→ SHORT PROBLEM
Using the diary entries, explain in one to three sentences why the writer left the reception and went to the lobby.

→ DOCUMENT SECTION

_ _ _ _ _

I drove around some more -- I find it really interesting to drive though neighbourhoods of different vintages and economic levels and to try to speculate what people do with their lives there and why, but I tired of that around noon and decided what I really wanted to do was go to Niagara Falls.  I hit the QEW and was soon passing Niagara-on-the-Lake.  I pulled off the freeway and prowled around N-O-T-L for a while and followed the old route along the river to Niagara Falls. 

When I got into the hotel, I was immediately surrounded by familiar faces.  CAPA, AAPA, ESHPA, OBA, AIA and CHC were meeting at various times during the week, but there was nothing on for me at the moment, and the displays were not yet up.  I met up some others - Jerry, Brent and Gilles -- and we decide to take a drive around town.  We wound up doing a winery tour and the guys bought some ice wine.  I stayed out of the tasting though, since I was driving.

We got back around dark and learned there was a reception at seven.  I had taken a room and decided to put it to use, seeing as I had not been up there yet.  I soon leaned that the internet connection was poor.  Phone lines in hotels vary a lot, and my notebook may connect at 48,000 in one hotel, but have problems even staying connected in another nearby.  Although this hotel is brand new and local calls cost $1.50, my connection here is poor and I keep getting dropped.

I got to the reception and spent an hour or so, then suddenly thought I should go to the lobby and see if Aaron had come.  He had said he would be along later, but might show tonight.  We planned to share a room, and if he came along early, I figured he might have problems finding me.  I got to the lobby and walked to the desk to enquire if he had been looking for me.  There he was, just handing his VISA to the clerk. Talk about perfect timing.

We went back to the reception, but it ended and we all headed for the bar.  When that closed at two, we sat in the foyer listening to Paul Monteaux talking about his Buckfast bees for a half hour and then turned in..  

Today..Cloudy with a few flurries. Wind light. High minus 9.
Tonight..Clearing overnight. Wind light. Low minus 17.
Normals for the period..Low minus 13. High minus 1.

Wednesday 4 December 2002
Last year on this date        Year 2000 on this date Contact me

The program got started today, but there was nothing earth shattering -- yet.  The day ended with a mead-tasting reception.

Today..Sunny. Wind light. High minus 5.
Tonight..Clear. Wind light. Low minus 9.
Normals for the period..Low minus 13. High minus 1.

Thursday 5 December 2002
Last year on this date        Year 2000 on this date Contact me

We had a heavy schedule today.  After a full day of presentations, the banquet was well attended.  I estimate 400 people in attendance.  More later...

Allen's

Links

of

 the Day

Argentine Bee Magazine

Today..Sunny. Wind becoming west 20 km/h. High 4.
Tonight..Mainly clear. Wind west 20 km/h. Low minus 3.
Normals for the period..Low minus 13. High minus 1.

Friday 6 December 2002
Last year on this date        Year 2000 on this date Contact me

This is the last day of presentations.  The program has been well run and interesting.  Some of the talks I've heard before, but even those have new wrinkles each time.  At noon, Paul and I decided to escape the high cost Sheraton and took a drive.  I found myself retracing my recent trip to Niagara-on-the-Lake; we stopped at several wineries, then headed back.

I took in the rest of the talks, then had a rest.  At seven-thirty there was a meeting for those interested in queen breeding in Canada.  There was a much better than expected turnout from both Canada and the US.  The room was jammed, with some sitting on the steps.

_ _ _ _ _

Excerpts from a detection dataset

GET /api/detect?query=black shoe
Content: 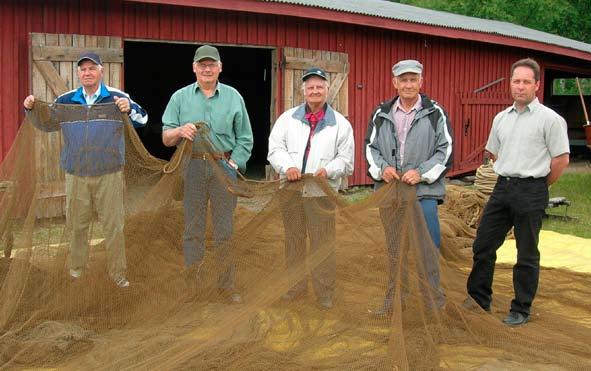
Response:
[371,303,392,317]
[318,298,332,309]
[462,296,490,313]
[218,289,242,304]
[503,312,529,326]
[230,292,242,304]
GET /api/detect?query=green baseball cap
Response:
[193,45,220,62]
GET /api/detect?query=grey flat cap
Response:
[77,52,103,66]
[392,59,423,76]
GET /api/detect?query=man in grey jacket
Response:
[365,60,452,315]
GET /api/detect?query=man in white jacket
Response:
[267,68,354,308]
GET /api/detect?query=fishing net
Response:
[0,102,591,370]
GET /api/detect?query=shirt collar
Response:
[82,85,101,103]
[509,97,541,113]
[195,81,221,95]
[392,95,422,113]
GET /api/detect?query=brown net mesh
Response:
[0,102,591,370]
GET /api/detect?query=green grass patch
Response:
[542,172,591,238]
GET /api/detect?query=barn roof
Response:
[124,0,591,61]
[263,0,591,53]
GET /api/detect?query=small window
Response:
[552,79,591,95]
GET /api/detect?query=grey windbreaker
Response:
[365,94,452,203]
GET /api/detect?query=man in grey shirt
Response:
[464,58,569,326]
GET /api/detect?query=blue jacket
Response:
[39,83,148,176]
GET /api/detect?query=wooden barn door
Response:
[29,33,123,218]
[453,92,513,174]
[282,48,349,188]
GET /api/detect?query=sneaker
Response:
[462,296,490,313]
[70,269,82,279]
[503,312,529,327]
[318,298,332,309]
[113,275,129,288]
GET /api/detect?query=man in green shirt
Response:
[162,45,253,302]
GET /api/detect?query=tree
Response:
[397,0,591,43]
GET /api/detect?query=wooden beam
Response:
[33,61,68,97]
[285,56,347,73]
[32,45,123,63]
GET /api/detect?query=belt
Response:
[499,175,546,183]
[191,151,232,161]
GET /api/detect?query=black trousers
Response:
[467,177,548,315]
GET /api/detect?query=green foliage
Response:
[542,170,591,238]
[397,0,591,43]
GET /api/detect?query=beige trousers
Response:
[66,171,127,277]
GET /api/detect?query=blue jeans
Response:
[183,159,236,289]
[419,198,441,248]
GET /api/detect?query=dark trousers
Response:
[183,159,236,289]
[467,177,548,315]
[279,190,336,299]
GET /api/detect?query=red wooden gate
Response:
[450,92,513,175]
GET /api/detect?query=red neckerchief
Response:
[302,106,326,171]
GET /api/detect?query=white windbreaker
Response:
[267,104,355,196]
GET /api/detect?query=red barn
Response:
[0,0,591,203]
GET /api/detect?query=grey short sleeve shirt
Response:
[486,98,570,178]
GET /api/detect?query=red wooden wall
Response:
[0,0,584,184]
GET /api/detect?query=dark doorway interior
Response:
[544,70,591,158]
[124,41,272,178]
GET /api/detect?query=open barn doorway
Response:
[124,40,272,178]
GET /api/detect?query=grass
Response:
[542,172,591,238]
[344,169,591,238]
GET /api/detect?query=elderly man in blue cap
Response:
[23,51,148,288]
[365,60,452,315]
[162,45,253,303]
[267,68,354,308]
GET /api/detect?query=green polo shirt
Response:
[162,82,253,170]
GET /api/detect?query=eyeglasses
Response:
[78,66,101,72]
[197,62,219,70]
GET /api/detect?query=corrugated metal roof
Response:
[263,0,591,53]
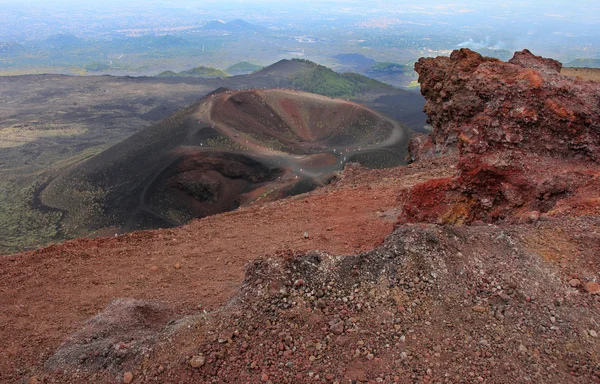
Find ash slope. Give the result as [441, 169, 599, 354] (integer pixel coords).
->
[43, 89, 409, 233]
[0, 50, 600, 384]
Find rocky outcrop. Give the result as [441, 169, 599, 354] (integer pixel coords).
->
[400, 49, 600, 223]
[410, 49, 600, 161]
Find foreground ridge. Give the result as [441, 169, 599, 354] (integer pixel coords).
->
[0, 49, 600, 383]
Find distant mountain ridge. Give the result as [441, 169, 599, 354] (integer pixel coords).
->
[156, 66, 231, 79]
[565, 58, 600, 68]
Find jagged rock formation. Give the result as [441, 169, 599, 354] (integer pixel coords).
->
[402, 49, 600, 222]
[0, 50, 600, 384]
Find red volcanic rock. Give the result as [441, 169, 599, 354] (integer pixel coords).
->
[410, 49, 600, 161]
[400, 49, 600, 223]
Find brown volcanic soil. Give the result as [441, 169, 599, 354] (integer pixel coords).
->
[39, 89, 410, 240]
[0, 160, 444, 382]
[0, 49, 600, 384]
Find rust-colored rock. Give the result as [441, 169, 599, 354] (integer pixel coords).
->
[400, 49, 600, 223]
[411, 49, 600, 160]
[583, 281, 600, 295]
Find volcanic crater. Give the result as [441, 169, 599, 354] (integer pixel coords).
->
[41, 88, 409, 235]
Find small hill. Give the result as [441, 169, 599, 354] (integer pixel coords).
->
[254, 59, 314, 78]
[42, 89, 409, 235]
[156, 66, 231, 79]
[226, 61, 264, 75]
[290, 59, 392, 97]
[565, 59, 600, 68]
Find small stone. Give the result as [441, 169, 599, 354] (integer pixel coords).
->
[123, 372, 133, 384]
[189, 355, 206, 368]
[471, 305, 487, 313]
[329, 321, 344, 335]
[583, 281, 600, 295]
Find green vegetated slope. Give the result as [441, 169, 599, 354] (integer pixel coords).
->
[156, 66, 231, 78]
[226, 61, 263, 73]
[290, 59, 392, 97]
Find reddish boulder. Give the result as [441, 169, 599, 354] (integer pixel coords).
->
[400, 49, 600, 223]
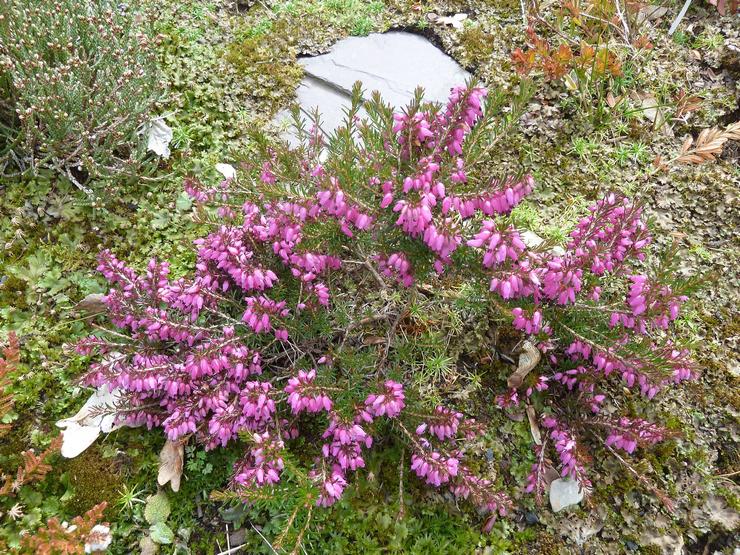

_ _ _ _ _

→ CORRECT RESULT
The writer and Aaron planned to share a room, and Aaron had said he might show up that night. The writer thought Aaron might have trouble finding the writer if he came early. The writer therefore went to the lobby to see whether he had arrived.